[Text passage]
******

All of lore.kernel.org
 help / color / mirror / Atom feed
From: Bjorn Helgaas <helgaas@kernel.org>
To: Kelvin.Cao@microchip.com
Cc: kurt.schwemmer@microsemi.com, bhelgaas@google.com,
	kelvincao@outlook.com, linux-pci@vger.kernel.org,
	logang@deltatee.com, linux-kernel@vger.kernel.org
Subject: Re: [PATCH 1/5] PCI/switchtec: Error out MRPC execution when no GAS access
Date: Wed, 6 Oct 2021 15:20:16 -0500	[thread overview]
Message-ID: <20211006202016.GA1178025@bhelgaas> (raw)
In-Reply-To: <70abccd6144d8eac461866355e3a6963b3fb3fe7.camel@microchip.com>

On Wed, Oct 06, 2021 at 07:00:55PM +0000, Kelvin.Cao@microchip.com wrote:
> On Wed, 2021-10-06 at 09:19 -0500, Bjorn Helgaas wrote:
> > On Wed, Oct 06, 2021 at 05:49:29AM +0000, Kelvin.Cao@microchip.com
> > wrote:
> > > On Tue, 2021-10-05 at 21:33 -0500, Bjorn Helgaas wrote:
> > > > On Wed, Oct 06, 2021 at 12:37:02AM +0000, 
> > > > Kelvin.Cao@microchip.com
> > > > wrote:
> > > > > On Tue, 2021-10-05 at 15:11 -0500, Bjorn Helgaas wrote:
> > > > > > On Mon, Oct 04, 2021 at 08:51:06PM +0000,
> > > > > > Kelvin.Cao@microchip.com
> > > > > > wrote:
> > > > > > > On Sat, 2021-10-02 at 10:11 -0500, Bjorn Helgaas wrote:
> > > > > > > > I *thought* the problem was that the PCIe Memory Read
> > > > > > > > failed and the Root Complex fabricated ~0 data to
> > > > > > > > complete
> > > > > > > > the CPU read.  But now I'm not sure, because it sounds
> > > > > > > > like it might be that the PCIe transaction succeeds, but
> > > > > > > > it reads data that hasn't been updated by the firmware,
> > > > > > > > i.e., it reads 'in progress' because firmware hasn't
> > > > > > > > updated it to 'done'.
> > > > > > > 
> > > > > > > The original message was sort of misleading. After a
> > > > > > > firmware reset, CPU getting ~0 for the PCIe Memory Read
> > > > > > > doesn't explain the hang.  In a MRPC execution (DMA MRPC
> > > > > > > mode), the MRPC status which is located in the host memory,
> > > > > > > gets initialized by the CPU and updated/finalized by the
> > > > > > > firmware. In the situation of a firmware reset, any MRPC
> > > > > > > initiated afterwards will not get the status updated by the
> > > > > > > firmware per the reason you pointed out above (or similar,
> > > > > > > to my understanding, firmware can no longer DMA data to
> > > > > > > host
> > > > > > > memory in such cases), therefore the MRPC execution will
> > > > > > > never end.
> > > > > > 
> > > > > > I'm glad this makes sense to you, because it still doesn't to
> > > > > > me.

******

[Direction 1] Find every line of the records that contains the string "gray" and copy each one out. Case counts.
The records have no connection to the mailing-list thread.

******

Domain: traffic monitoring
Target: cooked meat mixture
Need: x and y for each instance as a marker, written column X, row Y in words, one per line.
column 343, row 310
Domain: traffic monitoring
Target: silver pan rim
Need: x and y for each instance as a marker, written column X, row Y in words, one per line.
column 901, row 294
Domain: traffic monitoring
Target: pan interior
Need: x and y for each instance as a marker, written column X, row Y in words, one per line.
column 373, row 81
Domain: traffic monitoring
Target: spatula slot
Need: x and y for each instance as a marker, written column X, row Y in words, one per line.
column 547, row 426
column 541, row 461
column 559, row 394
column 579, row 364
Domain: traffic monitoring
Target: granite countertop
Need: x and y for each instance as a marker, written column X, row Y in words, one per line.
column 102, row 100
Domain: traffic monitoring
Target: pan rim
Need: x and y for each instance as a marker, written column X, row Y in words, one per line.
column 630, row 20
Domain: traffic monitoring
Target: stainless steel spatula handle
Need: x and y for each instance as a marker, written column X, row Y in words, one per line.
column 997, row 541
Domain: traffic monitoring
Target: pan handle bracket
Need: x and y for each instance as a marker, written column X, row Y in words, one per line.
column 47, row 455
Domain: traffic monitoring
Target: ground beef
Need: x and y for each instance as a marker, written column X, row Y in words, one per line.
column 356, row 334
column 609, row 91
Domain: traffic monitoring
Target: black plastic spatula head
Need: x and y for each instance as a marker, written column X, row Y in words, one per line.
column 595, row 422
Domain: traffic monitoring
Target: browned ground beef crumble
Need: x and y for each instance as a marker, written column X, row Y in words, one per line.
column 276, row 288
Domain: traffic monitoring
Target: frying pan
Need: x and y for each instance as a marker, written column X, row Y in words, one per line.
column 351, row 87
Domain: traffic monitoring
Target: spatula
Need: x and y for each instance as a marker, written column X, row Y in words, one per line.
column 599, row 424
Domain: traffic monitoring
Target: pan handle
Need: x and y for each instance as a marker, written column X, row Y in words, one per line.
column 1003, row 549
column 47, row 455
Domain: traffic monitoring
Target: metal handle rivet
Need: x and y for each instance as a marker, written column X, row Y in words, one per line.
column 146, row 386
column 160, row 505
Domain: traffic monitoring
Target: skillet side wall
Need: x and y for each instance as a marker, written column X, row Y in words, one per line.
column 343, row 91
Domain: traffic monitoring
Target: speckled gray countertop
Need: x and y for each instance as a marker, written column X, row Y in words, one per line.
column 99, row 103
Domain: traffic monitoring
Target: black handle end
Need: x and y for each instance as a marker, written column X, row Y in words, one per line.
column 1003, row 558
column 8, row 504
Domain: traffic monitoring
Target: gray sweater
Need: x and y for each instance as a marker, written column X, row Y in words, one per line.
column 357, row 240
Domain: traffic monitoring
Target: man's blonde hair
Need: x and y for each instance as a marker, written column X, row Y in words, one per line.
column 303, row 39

******

[Direction 2] How would you put this sentence from the mailing-list thread into Spanish: "I'm glad this makes sense to you, because it still doesn't to me."

[Task output 1]
Target: speckled gray countertop
Target: gray sweater

[Task output 2] Me alegra que esto tenga sentido para ti, porque para mí todavía no lo tiene.